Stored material

*****

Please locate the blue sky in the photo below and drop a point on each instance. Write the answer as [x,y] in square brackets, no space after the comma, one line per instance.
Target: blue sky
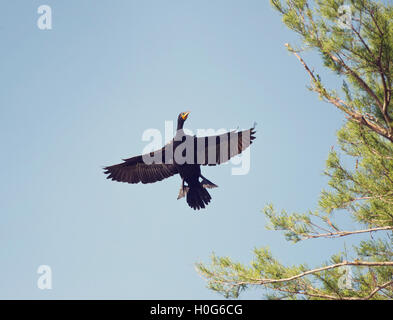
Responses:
[79,96]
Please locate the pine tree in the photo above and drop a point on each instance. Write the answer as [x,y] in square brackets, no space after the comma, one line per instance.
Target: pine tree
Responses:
[356,42]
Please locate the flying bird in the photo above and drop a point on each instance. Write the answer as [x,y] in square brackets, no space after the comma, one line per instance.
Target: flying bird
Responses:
[184,155]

*****

Reproduce the text of the material above line for line, leaving out the picture.

▶ [The output]
Please locate the blue sky in the photo below and drop a point on each instance. Write the answer as [x,y] in square brackets, no space after the comma, one line per instance.
Target: blue sky
Responses:
[79,96]
Please locate the pine tree in the photo above and drop a point on each instance. Write the answer as [x,y] in square brackets, no space after the comma, one line per instance.
Target: pine tree
Responses:
[356,42]
Please locate the flying bird in the photo above and drop a point on each instance. Write the answer as [x,y] in square brackets, no space after the comma, one line per instance.
Target: flying bird
Responses:
[184,155]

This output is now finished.